TASK PROMPT
Copy the entries below word for word, from the line that contains "like [(1054, 907)]." down to the line that contains "[(922, 647), (842, 639), (1081, 342)]", both included, and nothing more.
━━━━━━━━━━━━━━━━━━━━
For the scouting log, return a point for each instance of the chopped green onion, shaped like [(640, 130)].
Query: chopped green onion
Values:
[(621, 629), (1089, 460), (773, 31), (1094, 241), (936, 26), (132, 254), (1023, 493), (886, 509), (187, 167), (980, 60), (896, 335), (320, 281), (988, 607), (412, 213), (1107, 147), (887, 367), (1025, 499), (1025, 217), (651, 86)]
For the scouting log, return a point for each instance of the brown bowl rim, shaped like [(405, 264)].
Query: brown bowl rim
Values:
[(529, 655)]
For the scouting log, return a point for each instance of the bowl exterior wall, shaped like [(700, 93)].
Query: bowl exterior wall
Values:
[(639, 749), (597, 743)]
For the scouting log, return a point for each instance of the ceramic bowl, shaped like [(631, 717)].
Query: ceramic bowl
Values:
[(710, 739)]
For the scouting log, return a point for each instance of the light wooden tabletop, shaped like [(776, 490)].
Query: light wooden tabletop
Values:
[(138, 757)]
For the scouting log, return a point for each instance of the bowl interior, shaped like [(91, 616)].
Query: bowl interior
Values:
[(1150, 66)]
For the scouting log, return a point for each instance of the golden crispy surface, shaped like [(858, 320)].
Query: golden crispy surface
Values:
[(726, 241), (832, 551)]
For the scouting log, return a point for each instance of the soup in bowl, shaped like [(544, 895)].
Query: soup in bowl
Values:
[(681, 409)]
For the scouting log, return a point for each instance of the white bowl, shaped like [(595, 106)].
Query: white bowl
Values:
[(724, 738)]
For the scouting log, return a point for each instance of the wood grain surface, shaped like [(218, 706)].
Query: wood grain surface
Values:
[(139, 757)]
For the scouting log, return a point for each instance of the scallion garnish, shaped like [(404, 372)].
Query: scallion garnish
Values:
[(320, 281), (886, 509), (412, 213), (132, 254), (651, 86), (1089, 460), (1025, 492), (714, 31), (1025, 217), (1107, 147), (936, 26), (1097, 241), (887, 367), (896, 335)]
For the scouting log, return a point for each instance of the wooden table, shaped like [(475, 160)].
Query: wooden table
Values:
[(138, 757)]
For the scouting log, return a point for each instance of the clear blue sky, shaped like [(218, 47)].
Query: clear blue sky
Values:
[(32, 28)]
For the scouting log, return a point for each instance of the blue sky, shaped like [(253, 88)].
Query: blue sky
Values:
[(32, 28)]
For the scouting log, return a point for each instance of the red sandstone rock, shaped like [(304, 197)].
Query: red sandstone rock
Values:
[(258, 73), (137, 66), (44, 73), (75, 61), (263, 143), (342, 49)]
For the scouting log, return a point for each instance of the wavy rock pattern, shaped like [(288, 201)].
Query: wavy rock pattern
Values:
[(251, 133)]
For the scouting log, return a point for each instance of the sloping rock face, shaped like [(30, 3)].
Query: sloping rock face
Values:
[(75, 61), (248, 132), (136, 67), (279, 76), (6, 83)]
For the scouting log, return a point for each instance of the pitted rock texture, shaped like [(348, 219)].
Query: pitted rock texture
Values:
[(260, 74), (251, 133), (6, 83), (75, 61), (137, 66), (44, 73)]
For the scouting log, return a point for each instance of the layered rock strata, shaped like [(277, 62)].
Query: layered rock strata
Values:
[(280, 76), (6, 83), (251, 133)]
━━━━━━━━━━━━━━━━━━━━
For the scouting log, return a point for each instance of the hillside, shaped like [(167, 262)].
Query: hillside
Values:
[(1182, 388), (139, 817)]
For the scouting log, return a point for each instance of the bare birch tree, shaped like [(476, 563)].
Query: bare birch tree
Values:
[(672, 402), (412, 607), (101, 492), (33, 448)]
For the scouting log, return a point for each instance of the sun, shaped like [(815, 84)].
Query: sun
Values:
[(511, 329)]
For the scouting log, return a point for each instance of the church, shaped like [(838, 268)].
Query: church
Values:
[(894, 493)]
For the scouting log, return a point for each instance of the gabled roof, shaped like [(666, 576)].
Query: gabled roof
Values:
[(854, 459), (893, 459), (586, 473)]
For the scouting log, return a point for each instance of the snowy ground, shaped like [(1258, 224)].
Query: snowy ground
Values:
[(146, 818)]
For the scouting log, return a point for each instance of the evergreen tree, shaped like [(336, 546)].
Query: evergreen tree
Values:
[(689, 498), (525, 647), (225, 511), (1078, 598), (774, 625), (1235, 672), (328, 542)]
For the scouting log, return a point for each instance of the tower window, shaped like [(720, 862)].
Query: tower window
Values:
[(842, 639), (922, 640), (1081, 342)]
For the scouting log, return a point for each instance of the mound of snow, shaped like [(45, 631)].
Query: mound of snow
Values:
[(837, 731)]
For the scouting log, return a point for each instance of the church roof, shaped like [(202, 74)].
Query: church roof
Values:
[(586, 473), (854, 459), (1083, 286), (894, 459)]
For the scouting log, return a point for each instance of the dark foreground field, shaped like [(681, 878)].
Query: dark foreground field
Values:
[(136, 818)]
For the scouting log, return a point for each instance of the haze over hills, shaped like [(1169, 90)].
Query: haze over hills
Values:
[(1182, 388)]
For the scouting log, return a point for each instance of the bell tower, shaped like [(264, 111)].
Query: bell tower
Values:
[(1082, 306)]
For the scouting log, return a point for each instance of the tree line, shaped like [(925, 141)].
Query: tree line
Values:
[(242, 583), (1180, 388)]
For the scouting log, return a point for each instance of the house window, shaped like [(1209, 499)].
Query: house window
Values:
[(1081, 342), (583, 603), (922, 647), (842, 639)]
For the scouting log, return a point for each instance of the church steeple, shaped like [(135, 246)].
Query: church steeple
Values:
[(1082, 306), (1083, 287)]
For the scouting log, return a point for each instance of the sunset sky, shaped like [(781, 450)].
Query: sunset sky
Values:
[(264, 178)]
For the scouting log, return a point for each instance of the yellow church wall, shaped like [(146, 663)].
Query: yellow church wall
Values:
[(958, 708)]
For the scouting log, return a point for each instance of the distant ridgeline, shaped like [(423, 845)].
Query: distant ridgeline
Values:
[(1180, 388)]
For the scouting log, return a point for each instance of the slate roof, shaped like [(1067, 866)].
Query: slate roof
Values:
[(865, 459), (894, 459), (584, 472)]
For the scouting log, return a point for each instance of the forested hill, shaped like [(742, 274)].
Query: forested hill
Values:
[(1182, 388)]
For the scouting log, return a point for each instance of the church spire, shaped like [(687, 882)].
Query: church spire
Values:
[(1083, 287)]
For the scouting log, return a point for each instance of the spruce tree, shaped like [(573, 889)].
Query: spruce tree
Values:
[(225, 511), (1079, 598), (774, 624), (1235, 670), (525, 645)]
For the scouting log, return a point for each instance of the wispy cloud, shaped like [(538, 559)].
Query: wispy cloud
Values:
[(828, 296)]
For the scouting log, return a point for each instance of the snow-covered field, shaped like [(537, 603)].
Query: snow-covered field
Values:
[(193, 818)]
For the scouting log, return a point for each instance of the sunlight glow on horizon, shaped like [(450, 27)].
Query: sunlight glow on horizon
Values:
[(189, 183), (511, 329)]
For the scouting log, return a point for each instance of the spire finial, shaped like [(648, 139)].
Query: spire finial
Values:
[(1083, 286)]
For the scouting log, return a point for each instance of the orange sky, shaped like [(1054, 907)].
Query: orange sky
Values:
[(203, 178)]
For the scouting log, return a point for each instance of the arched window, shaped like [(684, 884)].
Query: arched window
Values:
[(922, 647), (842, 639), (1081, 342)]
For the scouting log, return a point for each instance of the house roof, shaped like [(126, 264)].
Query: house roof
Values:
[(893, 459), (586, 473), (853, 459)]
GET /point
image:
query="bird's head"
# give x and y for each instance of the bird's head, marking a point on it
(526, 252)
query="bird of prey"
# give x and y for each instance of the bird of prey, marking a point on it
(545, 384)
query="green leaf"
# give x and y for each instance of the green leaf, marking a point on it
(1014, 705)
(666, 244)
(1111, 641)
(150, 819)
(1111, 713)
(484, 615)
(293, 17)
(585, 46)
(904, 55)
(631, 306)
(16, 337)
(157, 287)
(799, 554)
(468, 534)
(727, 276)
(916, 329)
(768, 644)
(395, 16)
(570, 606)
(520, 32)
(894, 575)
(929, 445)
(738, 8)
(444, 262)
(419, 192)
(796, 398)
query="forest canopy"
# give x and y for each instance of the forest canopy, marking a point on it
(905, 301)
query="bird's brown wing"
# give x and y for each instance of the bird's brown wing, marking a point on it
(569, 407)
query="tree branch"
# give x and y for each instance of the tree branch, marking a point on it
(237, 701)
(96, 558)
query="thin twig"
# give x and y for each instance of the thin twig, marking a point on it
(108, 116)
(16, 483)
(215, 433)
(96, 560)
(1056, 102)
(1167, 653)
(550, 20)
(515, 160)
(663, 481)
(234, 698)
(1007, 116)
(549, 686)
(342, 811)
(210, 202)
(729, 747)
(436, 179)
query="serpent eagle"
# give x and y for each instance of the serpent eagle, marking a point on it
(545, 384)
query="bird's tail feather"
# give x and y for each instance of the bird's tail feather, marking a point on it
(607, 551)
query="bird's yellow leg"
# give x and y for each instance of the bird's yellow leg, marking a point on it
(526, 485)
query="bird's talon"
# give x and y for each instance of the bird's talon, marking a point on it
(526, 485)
━━━━━━━━━━━━━━━━━━━━
EXPECTED OUTPUT
For the scouting log, return a point for each instance of the orange sky, shaped like [(1054, 907)].
Query: orange sky
Values:
[(203, 178)]
For the scouting log, return a point for each instance of the arched window, shaped like [(684, 884)].
Query: arched window
Values:
[(922, 647), (842, 639), (1081, 342)]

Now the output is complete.